Respons Liga Arab terhadap kebijakan yang secara langsung mengancam mereka sangatlah lemah, hal ini tidak mengejutkan mengingat reaksi mereka terhadap genosida Israel di Gaza.

Negara-negara Arab itu penyumbang 12 persen dari penjualan senjata Israel pada tahun 2024. Tidak ada satu pun kemitraan Arab-Israel yang memutuskan hubungan, sejak pecah perang 7 Oktober dan lebih memilih mengeluarkan pernyataan yang hanya terdengar semakin agresif namun tidak mengambil tindakan nyata.

Bahkan setelah serangan ilegal Israel baru-baru ini terhadap Hamas di Qatar , sulit membayangkan negara-negara otoriter Arab akan bertindak lebih dari sekadar gerutuan.

Mereka tersandera oleh pilihan, akankah memutuskan hubungan dengan Washington dan Tel Aviv atau berhenti membeli senjata bagi pertahanan mereka?

Bahkan Netanyahu melontarkan gagasan Israel perlu menjadi “Super Sparta” dengan mengembangkan industri militer yang masif. Ia berpendapat bahwa Israel harus memproduksi persenjataannya sendiri untuk menghindari ketergantungan pada negara asing, sehingga beralih dari ekonomi pasar bebas menjadi ekonomi tertutup dan mandiri. Hal ini, katanya, akan membutuhkan pemangkasan birokrasi dan belanja publik yang drastis.

Pernyataan-pernyataan ini tidak hanya ditujukan kepada negara-negara Arab dan Muslim; tetapi juga ditujukan ke dalam, kepada masyarakat Israel sendiri.

Dalam tahun-tahun mendatang, Israel bersiap menjadi negara paria terisolasi yang terlibat dalam perang tanpa akhir.

Akan kah delusi ambisi Netanyahu dapat terwujud?
Atau, apa yang akan menghentikan Netanyahu, atau pemimpin Israel masa depan, dari membangun pemukiman di Lebanon atau Suriah, atau melakukan petualangan militer di Irak dan Mesir sebagai ambisi delusi Israel Raya?

Sejarah mencatat, penyerahan wilayah yang kelak menjadi Israel dari Kekaisaran Ottoman kepada Inggris terjadi karena kekalahan Ottoman dalam Perang Dunia I pada tahun 1917, di mana pasukan Inggris merebut Yerusalem dan wilayah Palestina dari kendali Ottoman.

(Entri data tersimpan)
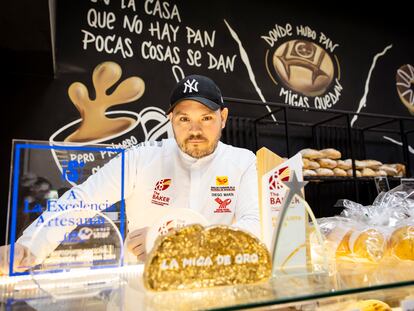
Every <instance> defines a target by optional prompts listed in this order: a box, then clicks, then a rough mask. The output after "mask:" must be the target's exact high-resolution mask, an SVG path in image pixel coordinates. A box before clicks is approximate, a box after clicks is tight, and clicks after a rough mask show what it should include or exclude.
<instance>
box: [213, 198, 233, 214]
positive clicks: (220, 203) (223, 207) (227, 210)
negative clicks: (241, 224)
mask: <svg viewBox="0 0 414 311" xmlns="http://www.w3.org/2000/svg"><path fill="white" fill-rule="evenodd" d="M214 201H216V202H217V203H218V204H219V206H218V207H217V208H216V210H215V211H214V213H231V210H230V209H228V208H227V205H229V204H230V203H231V199H225V200H224V201H223V200H222V199H220V198H216V199H215V200H214Z"/></svg>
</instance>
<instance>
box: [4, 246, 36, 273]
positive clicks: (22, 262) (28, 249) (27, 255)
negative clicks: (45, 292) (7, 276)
mask: <svg viewBox="0 0 414 311" xmlns="http://www.w3.org/2000/svg"><path fill="white" fill-rule="evenodd" d="M35 262H36V257H35V256H34V255H33V254H32V253H31V252H30V251H29V249H28V248H27V247H26V246H23V245H20V244H18V243H15V244H14V258H13V271H14V272H23V271H26V270H28V269H29V268H30V267H32V266H33V265H34V264H35ZM9 265H10V245H4V246H0V275H8V274H9Z"/></svg>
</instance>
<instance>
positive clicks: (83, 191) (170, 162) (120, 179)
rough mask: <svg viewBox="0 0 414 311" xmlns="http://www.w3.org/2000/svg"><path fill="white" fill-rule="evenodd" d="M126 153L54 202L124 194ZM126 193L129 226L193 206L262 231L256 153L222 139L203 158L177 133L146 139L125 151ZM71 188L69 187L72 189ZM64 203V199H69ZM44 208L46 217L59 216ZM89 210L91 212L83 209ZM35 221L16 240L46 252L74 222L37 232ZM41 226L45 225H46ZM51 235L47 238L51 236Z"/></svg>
mask: <svg viewBox="0 0 414 311" xmlns="http://www.w3.org/2000/svg"><path fill="white" fill-rule="evenodd" d="M121 161H122V157H121V156H117V157H116V158H114V159H112V160H111V161H110V162H108V163H107V164H106V165H105V166H104V167H102V168H101V169H99V171H98V172H97V173H95V174H94V175H92V176H90V177H89V178H88V179H87V180H86V181H85V182H84V183H83V184H81V185H78V186H76V187H74V188H72V189H71V190H69V191H68V192H66V193H65V194H64V195H63V196H62V197H61V198H60V199H59V200H58V201H57V204H56V205H54V206H59V205H61V206H76V204H79V202H80V201H83V206H85V205H86V206H87V204H88V203H89V204H91V203H96V202H104V203H105V204H106V205H110V204H113V203H115V202H117V201H119V200H120V198H121V182H122V162H121ZM124 164H125V165H124V177H123V179H124V185H123V188H124V198H125V209H126V216H127V220H128V228H129V230H130V231H132V230H134V229H137V228H139V227H141V226H142V225H140V224H142V223H143V220H144V223H145V217H148V216H150V215H151V211H152V210H154V209H156V208H157V207H159V206H163V207H171V208H175V207H180V208H183V207H184V208H189V209H192V210H194V211H197V212H199V213H201V214H202V215H203V216H204V217H206V219H207V220H208V222H209V223H210V224H225V225H232V224H233V225H234V226H236V227H239V228H242V229H245V230H248V231H250V232H251V233H253V234H255V235H259V233H260V220H259V210H258V185H257V170H256V156H255V155H254V153H252V152H251V151H249V150H247V149H242V148H236V147H233V146H230V145H226V144H224V143H222V142H219V143H218V145H217V148H216V150H215V151H214V152H213V153H212V154H210V155H208V156H206V157H203V158H201V159H195V158H193V157H191V156H189V155H187V154H185V153H183V152H182V151H181V150H180V149H179V147H178V145H177V143H176V141H175V139H164V140H162V141H159V142H146V143H143V144H141V145H139V146H135V147H132V148H130V149H128V150H126V152H125V161H124ZM69 192H70V193H69ZM65 204H66V205H65ZM53 213H56V212H54V211H52V210H50V211H45V212H44V213H43V214H42V216H43V218H44V219H48V217H55V216H54V215H53ZM85 215H89V217H90V213H89V214H85ZM38 227H39V226H38V225H37V226H36V221H35V222H34V223H32V224H31V225H30V226H29V227H28V228H26V229H25V231H24V232H23V235H22V236H21V237H20V238H19V239H18V240H17V243H20V244H23V245H25V246H26V247H28V248H29V249H30V250H31V251H32V253H33V254H34V255H35V256H36V257H37V258H38V259H40V258H42V259H43V258H45V257H46V256H47V255H48V254H49V253H50V252H52V251H53V250H54V249H55V248H56V247H57V246H58V245H59V242H58V241H59V240H60V241H62V239H63V236H64V235H65V234H66V233H68V232H70V231H72V230H74V229H75V228H76V226H48V227H47V234H46V235H45V234H37V233H36V232H37V231H36V230H38ZM44 229H45V228H43V229H42V230H44ZM48 237H49V238H48Z"/></svg>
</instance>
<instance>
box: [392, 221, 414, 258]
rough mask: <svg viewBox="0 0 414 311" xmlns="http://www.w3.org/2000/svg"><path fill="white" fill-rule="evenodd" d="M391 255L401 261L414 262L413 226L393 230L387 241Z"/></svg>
mask: <svg viewBox="0 0 414 311" xmlns="http://www.w3.org/2000/svg"><path fill="white" fill-rule="evenodd" d="M389 248H390V251H391V254H393V255H394V256H396V257H398V258H399V259H402V260H414V226H403V227H400V228H398V229H397V230H395V231H394V232H393V233H392V234H391V237H390V239H389Z"/></svg>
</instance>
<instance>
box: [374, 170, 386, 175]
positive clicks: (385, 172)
mask: <svg viewBox="0 0 414 311" xmlns="http://www.w3.org/2000/svg"><path fill="white" fill-rule="evenodd" d="M375 174H376V175H377V176H387V172H386V171H383V170H377V171H375Z"/></svg>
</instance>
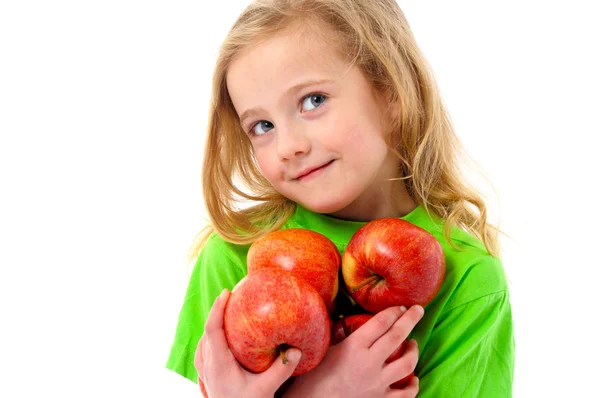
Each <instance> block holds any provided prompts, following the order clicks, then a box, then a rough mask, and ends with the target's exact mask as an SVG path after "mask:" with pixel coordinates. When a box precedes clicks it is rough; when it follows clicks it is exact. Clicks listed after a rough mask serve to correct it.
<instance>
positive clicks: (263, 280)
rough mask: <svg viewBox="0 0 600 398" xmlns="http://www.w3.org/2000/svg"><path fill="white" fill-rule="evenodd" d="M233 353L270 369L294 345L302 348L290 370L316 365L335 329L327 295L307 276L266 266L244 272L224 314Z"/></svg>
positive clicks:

→ **Tindakan yang Diperlukan 1**
Menurut cuplikan dokumen, di negara mana saja Netanyahu atau pemimpin Israel masa depan bisa membangun pemukiman atau melakukan petualangan militer? Sebutkan semuanya.
→ **Tindakan yang Diperlukan 2**
Tampilkan bagian cuplikan dokumen yang dimulai dengan "Bahkan Netanyahu melontarkan" dan berlanjut sampai "publik yang drastis.".
Gunakan cuplikan dokumen sebagai satu-satunya sumber.

→ **Jawaban 1**
Lebanon, Suriah, Irak, dan Mesir.

→ **Jawaban 2**
Bahkan Netanyahu melontarkan gagasan Israel perlu menjadi “Super Sparta” dengan mengembangkan industri militer yang masif. Ia berpendapat bahwa Israel harus memproduksi persenjataannya sendiri untuk menghindari ketergantungan pada negara asing, sehingga beralih dari ekonomi pasar bebas menjadi ekonomi tertutup dan mandiri. Hal ini, katanya, akan membutuhkan pemangkasan birokrasi dan belanja publik yang drastis.